[Coordinate labeling data]
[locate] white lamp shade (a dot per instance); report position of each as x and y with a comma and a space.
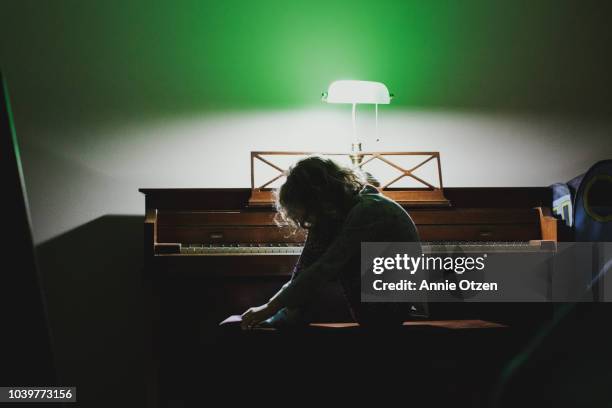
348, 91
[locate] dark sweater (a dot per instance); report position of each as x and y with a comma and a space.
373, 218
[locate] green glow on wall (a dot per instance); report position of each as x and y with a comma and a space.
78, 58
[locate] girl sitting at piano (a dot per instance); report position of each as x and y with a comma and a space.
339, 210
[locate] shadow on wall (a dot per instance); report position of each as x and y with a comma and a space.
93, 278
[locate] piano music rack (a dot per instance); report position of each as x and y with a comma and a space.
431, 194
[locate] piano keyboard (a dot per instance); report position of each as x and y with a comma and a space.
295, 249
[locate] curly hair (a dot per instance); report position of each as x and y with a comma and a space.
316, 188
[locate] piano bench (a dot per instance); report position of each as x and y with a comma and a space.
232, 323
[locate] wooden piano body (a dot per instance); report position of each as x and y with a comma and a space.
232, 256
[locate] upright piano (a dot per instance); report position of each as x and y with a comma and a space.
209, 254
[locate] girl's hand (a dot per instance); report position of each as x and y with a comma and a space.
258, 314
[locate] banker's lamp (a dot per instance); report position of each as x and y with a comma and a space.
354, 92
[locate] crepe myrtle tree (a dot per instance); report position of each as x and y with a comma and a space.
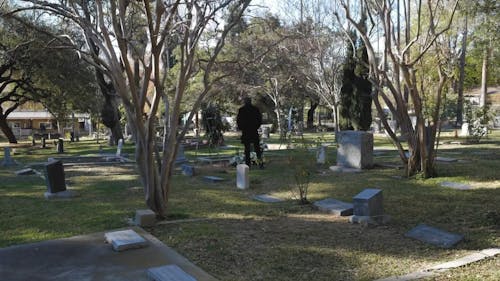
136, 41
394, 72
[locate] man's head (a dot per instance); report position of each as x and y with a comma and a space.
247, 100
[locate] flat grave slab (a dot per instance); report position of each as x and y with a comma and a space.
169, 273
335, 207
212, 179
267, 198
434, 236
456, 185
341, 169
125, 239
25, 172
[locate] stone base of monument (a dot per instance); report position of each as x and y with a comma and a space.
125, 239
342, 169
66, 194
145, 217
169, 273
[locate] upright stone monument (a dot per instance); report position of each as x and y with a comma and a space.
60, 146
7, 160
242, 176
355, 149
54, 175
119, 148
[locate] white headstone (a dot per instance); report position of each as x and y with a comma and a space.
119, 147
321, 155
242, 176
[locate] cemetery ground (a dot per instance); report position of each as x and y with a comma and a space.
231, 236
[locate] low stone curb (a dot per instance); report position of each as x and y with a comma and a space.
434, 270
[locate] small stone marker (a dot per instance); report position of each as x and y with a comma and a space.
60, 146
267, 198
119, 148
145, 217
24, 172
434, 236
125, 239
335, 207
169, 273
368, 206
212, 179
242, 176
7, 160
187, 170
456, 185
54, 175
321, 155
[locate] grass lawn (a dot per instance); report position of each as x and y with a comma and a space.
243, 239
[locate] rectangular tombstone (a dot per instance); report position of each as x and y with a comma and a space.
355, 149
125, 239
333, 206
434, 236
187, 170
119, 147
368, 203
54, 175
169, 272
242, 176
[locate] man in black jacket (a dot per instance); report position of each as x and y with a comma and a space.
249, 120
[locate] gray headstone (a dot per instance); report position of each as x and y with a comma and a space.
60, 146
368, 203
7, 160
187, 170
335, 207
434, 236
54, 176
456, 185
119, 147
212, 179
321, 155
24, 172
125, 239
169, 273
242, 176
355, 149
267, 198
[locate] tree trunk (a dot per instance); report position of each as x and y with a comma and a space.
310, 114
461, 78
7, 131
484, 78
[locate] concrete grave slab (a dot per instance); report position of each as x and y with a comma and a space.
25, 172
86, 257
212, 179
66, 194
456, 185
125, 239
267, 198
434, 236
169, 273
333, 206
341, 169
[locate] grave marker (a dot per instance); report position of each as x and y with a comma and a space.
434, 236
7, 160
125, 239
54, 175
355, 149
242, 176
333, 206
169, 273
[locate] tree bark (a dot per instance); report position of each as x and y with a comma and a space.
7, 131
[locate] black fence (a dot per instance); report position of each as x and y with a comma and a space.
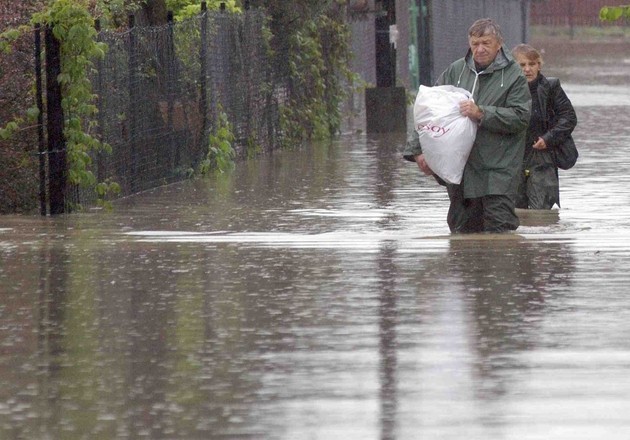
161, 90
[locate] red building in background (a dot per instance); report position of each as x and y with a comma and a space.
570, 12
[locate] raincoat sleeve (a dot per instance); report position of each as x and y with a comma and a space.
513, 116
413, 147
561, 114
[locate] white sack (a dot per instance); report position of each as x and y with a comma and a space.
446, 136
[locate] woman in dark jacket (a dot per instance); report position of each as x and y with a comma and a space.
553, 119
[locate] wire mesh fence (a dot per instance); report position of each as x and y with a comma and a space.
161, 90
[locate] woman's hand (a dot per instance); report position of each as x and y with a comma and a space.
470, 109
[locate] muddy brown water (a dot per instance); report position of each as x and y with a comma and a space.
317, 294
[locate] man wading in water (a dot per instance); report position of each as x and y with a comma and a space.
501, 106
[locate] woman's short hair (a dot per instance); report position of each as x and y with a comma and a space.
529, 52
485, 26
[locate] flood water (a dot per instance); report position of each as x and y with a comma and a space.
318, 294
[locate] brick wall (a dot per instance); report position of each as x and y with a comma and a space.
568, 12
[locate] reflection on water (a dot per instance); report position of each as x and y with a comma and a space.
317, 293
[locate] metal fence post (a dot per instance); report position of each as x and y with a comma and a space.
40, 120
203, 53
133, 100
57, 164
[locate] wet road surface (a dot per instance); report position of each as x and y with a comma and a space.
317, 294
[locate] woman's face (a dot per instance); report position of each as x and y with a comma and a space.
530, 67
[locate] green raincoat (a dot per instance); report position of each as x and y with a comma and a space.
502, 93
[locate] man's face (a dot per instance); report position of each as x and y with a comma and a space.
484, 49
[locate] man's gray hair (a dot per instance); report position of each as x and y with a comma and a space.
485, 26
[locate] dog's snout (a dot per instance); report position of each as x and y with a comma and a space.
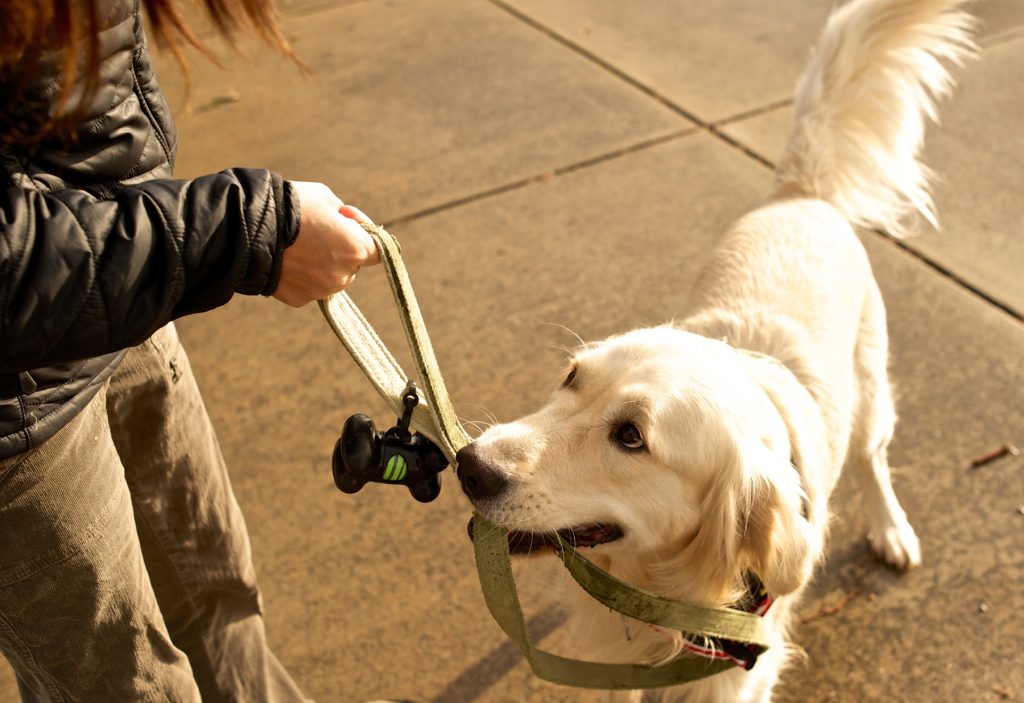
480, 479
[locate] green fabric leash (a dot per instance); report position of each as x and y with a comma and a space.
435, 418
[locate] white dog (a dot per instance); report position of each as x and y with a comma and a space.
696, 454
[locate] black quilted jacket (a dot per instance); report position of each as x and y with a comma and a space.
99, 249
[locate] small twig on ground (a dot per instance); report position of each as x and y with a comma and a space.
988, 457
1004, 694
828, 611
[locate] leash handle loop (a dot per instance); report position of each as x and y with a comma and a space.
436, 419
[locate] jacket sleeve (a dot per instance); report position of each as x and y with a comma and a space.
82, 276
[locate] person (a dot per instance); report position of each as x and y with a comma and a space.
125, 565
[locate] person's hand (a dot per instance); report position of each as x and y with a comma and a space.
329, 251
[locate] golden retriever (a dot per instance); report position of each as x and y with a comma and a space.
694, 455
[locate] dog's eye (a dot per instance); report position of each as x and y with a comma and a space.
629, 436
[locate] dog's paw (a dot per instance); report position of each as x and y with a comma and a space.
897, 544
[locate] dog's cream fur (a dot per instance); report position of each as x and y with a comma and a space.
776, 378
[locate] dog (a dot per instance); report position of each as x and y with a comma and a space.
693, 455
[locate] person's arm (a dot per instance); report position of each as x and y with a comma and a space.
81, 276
* * *
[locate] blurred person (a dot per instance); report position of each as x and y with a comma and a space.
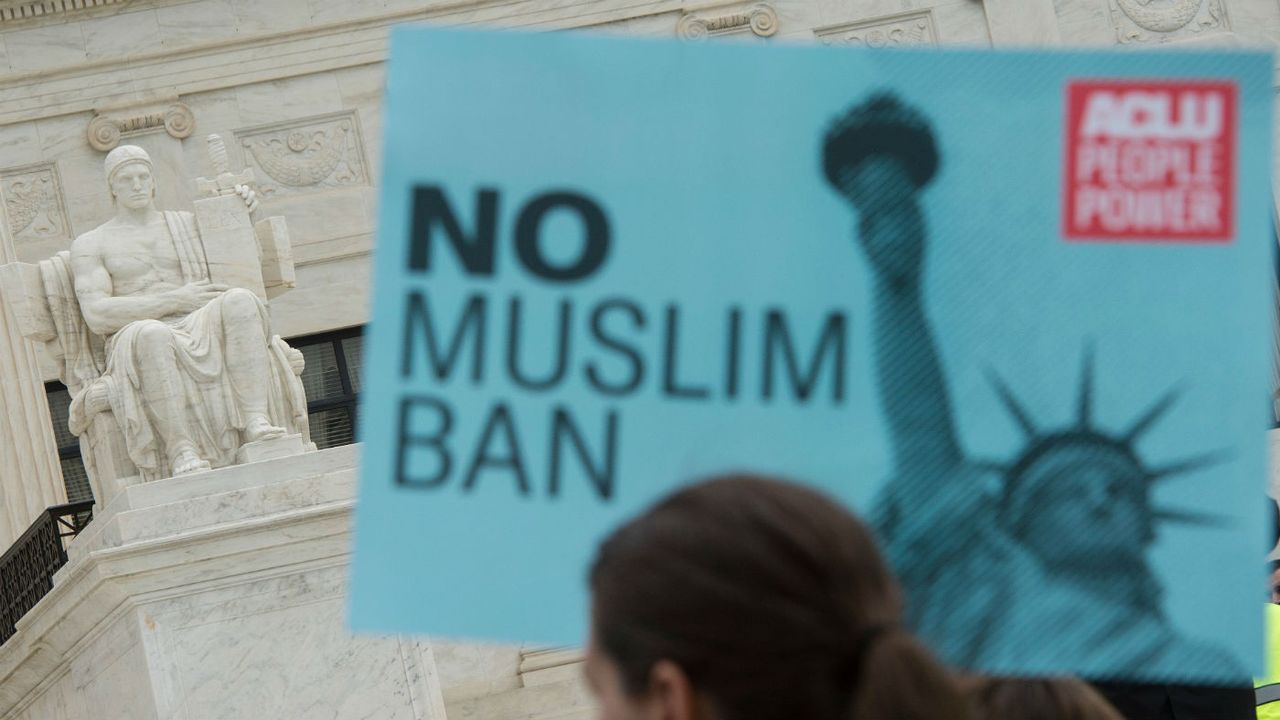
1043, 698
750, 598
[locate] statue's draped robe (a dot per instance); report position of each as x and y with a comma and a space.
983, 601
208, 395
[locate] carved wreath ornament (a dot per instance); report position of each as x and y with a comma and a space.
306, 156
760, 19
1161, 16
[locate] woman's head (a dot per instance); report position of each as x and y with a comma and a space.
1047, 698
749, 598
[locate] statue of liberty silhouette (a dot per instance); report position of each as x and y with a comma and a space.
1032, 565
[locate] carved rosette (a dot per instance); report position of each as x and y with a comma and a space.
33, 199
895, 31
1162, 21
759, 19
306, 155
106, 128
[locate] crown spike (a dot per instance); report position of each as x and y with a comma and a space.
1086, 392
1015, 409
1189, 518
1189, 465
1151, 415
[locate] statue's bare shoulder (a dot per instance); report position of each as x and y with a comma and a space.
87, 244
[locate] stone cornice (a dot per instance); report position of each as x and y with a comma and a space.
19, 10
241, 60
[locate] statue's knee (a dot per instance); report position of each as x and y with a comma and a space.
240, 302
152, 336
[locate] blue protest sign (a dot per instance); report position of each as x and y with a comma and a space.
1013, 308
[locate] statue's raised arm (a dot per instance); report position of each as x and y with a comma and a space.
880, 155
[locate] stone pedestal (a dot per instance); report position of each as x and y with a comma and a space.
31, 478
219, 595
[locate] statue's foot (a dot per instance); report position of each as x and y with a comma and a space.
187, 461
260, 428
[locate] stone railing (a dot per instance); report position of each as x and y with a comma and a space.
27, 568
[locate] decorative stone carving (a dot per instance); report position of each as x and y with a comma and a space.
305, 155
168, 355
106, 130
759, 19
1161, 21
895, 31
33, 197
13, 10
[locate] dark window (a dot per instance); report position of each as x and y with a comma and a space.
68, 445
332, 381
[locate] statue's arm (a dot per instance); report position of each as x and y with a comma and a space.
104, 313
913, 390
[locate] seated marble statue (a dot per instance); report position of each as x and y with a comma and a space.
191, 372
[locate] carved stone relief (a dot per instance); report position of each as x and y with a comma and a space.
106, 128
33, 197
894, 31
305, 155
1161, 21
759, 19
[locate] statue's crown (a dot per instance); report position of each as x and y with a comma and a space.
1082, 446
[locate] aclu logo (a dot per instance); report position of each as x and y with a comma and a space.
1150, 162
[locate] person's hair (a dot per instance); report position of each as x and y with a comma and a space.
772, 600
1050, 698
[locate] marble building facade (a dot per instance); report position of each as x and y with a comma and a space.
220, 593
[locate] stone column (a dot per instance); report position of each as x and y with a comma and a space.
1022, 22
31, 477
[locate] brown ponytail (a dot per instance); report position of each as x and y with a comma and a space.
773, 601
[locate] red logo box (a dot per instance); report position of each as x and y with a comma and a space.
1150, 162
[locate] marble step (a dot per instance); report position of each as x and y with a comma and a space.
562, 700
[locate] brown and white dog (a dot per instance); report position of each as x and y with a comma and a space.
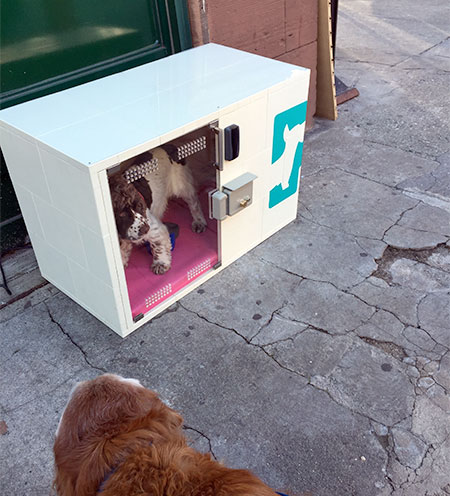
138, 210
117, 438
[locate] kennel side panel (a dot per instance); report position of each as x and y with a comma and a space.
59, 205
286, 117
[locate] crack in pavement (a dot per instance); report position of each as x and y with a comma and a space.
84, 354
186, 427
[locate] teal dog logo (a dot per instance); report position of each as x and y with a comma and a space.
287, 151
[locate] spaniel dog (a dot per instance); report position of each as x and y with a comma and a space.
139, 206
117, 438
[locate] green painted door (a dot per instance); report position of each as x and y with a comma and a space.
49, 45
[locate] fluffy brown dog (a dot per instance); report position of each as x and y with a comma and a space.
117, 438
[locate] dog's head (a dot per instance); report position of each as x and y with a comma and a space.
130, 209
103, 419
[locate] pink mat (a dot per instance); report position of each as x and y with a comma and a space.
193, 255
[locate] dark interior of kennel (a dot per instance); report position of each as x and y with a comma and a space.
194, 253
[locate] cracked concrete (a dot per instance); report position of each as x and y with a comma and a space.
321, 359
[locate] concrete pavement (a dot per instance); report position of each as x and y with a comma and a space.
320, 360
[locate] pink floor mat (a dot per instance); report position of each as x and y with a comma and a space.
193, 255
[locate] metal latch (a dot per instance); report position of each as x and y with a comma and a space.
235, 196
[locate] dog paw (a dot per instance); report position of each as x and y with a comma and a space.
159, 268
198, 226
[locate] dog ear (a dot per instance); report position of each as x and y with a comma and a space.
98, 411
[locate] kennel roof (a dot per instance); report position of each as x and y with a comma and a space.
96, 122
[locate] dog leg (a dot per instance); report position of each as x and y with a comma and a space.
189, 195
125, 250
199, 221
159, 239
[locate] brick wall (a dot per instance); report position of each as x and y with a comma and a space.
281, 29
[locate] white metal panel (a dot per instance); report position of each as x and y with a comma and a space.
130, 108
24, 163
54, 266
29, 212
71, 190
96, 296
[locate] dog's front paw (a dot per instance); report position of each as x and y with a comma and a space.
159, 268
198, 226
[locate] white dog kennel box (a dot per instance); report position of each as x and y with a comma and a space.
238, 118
...
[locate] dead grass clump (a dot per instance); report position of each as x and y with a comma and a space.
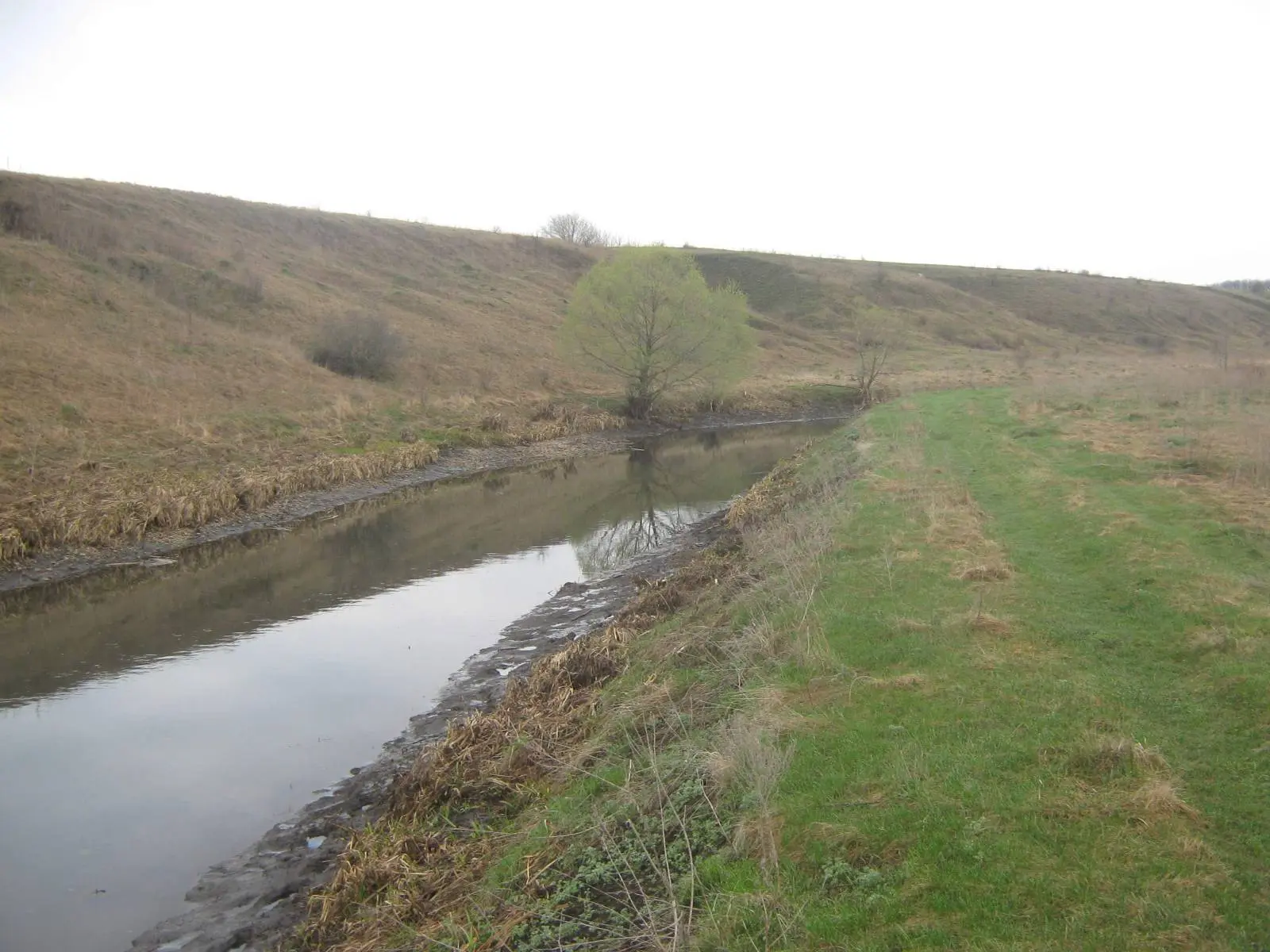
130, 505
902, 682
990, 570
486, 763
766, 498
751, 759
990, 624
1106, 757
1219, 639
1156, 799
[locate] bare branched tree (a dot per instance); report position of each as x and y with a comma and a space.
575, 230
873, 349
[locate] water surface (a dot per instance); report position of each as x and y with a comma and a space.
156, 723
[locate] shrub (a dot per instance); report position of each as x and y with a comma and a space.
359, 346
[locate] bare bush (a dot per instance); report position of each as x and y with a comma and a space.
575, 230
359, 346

> [STATED PROBLEM] Gather each line in the rows above that contains the word "grave", and list those lines in order.

> [SOLUTION TO THE PROBLEM]
[locate] flat grave slab (a dot per instance); report position of each as x and y with a comma and a space.
[locate] concrete grave slab (a dot per instance); report position of each as x and y with a comma and a space.
[locate] grave marker (a dot per instance); report position of each as x and y with a comma and a space.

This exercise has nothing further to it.